→ Brano estratto:
════════════════
Avverso la sentenza ha proposto ricorso l'imputato chiedendone l'annullamento
per i seguenti motivi:
1. Mancanza di motivazione in ordine alla sussistenza dell'ipotesi di cui
all'art. 49 c.p., per la grossolanità del falso;
2. Illogicità e contraddittorietà della motivazione rispetto alla sussistenza
dell'elemento soggettivo del reato, posto che la sentenza di primo grado aveva
assolto il Comini per altre tre opere e contraddittoriamente non aveva
considerato il fatto che non risultava che il Comini avesse consegnato in contro
vendita le opere; la censura era stata già avanzata in appello, ma tali giudici
avevano ripetuto lo stesso error in iudicando del primo, travisando le
dichiarazioni del teste Brovarone.
CONSIDERATO IN DIRITTO
I motivi di ricorso non sono fondati.
1. Questa Corte ha affermato il principio di diritto in base al quale, quando le
sentenze di primo e secondo grado concordino nell'analisi e nella valutazione
degli elementi di prova posti a fondamento delle rispettive decisioni, la
struttura motivazionale della sentenza di appello si salda con quella precedente
per formare un unico complessivo corpo argomentativo (Così, tra le altre, Sez.
2, n. 5606 dell'8/2/2007, Conversa e altro, Rv. 236181; Sez 1, n. 8868
dell'8/8/2000, Sangiorgi, Rv. 216906; Sez. 2, n. 11220 del 5/12/1997, Ambrosino,
Rv. 209145). Tale integrazione tra le due motivazioni si verifica allorché i
giudici di secondo grado abbiano esaminato le censure proposte dall'appellante
con criteri omogenei a quelli usati dal primo giudice e con frequenti
riferimenti alle determinazioni ivi prese ed ai passaggi logico-giuridici della
decisione e, a maggior ragione, quando i motivi di appello non abbiano
riguardato elementi nuovi, ma si siano limitati a prospettare circostanze già
esaminate ed ampiamente chiarite nella decisione di primo grado (Cfr. la parte
motiva della sentenza Sez. 3, n. 10163 del 12/3/2002, Lombardozzi, Rv. 221116).
════════════════
→ Dati registrati:
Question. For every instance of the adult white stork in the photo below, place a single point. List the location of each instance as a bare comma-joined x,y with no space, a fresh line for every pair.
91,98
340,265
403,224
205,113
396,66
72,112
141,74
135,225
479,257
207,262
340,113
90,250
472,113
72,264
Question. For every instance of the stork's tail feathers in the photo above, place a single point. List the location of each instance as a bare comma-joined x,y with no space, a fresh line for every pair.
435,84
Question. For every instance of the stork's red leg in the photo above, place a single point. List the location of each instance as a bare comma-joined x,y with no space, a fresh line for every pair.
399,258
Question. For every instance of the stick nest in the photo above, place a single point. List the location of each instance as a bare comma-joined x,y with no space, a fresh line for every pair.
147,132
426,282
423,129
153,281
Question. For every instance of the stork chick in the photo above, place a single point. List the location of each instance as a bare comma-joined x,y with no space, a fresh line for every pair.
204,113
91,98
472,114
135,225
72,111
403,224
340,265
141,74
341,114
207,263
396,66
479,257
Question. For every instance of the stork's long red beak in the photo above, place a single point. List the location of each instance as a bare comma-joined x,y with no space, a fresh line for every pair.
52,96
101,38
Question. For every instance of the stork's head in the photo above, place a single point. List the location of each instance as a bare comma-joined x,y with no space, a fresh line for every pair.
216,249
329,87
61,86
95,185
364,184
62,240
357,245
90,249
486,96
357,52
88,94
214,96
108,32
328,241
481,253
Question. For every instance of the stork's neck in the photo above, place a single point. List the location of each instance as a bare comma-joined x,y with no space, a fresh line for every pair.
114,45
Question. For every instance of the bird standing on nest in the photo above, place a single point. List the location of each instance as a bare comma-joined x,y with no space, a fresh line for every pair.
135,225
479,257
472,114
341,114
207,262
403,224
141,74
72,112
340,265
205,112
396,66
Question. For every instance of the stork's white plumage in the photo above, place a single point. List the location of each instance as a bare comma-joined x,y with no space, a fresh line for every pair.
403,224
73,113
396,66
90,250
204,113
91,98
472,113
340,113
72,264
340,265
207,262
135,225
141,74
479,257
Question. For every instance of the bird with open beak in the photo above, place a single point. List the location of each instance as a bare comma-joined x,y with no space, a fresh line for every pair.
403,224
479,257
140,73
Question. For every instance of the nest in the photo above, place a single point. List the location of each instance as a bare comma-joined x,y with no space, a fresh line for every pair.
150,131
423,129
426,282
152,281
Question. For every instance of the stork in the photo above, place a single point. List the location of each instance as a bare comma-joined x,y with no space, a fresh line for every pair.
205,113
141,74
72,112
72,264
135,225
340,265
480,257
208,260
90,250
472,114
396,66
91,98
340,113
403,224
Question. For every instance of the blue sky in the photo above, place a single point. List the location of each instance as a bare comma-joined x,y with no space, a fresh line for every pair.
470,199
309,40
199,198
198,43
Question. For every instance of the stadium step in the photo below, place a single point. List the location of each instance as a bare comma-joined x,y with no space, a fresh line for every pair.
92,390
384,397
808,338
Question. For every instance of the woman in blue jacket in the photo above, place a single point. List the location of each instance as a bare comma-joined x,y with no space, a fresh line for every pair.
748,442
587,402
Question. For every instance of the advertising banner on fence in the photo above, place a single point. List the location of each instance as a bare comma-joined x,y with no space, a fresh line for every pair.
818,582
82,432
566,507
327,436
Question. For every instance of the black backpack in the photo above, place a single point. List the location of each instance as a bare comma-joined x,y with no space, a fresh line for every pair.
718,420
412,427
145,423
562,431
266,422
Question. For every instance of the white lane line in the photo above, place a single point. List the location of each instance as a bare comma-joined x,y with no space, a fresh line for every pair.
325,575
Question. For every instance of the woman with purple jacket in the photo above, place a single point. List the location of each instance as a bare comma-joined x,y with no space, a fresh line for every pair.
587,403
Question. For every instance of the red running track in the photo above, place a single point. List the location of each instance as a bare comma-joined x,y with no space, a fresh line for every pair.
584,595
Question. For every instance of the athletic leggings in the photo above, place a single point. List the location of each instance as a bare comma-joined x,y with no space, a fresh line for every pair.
════════════════
→ Consegna: Riporta senza modifiche la parte del brano sulla sentenza che si apre con le parole contenenti "2, n. 5606 dell'8/2/2007, Conversa" e si chiude con "Lombardozzi, Rv. 221116).". Le voci registrate non hanno alcun rapporto con il brano sulla sentenza.

→ Risposta attesa:
2, n. 5606 dell'8/2/2007, Conversa e altro, Rv. 236181; Sez 1, n. 8868
dell'8/8/2000, Sangiorgi, Rv. 216906; Sez. 2, n. 11220 del 5/12/1997, Ambrosino,
Rv. 209145). Tale integrazione tra le due motivazioni si verifica allorché i
giudici di secondo grado abbiano esaminato le censure proposte dall'appellante
con criteri omogenei a quelli usati dal primo giudice e con frequenti
riferimenti alle determinazioni ivi prese ed ai passaggi logico-giuridici della
decisione e, a maggior ragione, quando i motivi di appello non abbiano
riguardato elementi nuovi, ma si siano limitati a prospettare circostanze già
esaminate ed ampiamente chiarite nella decisione di primo grado (Cfr. la parte
motiva della sentenza Sez. 3, n. 10163 del 12/3/2002, Lombardozzi, Rv. 221116).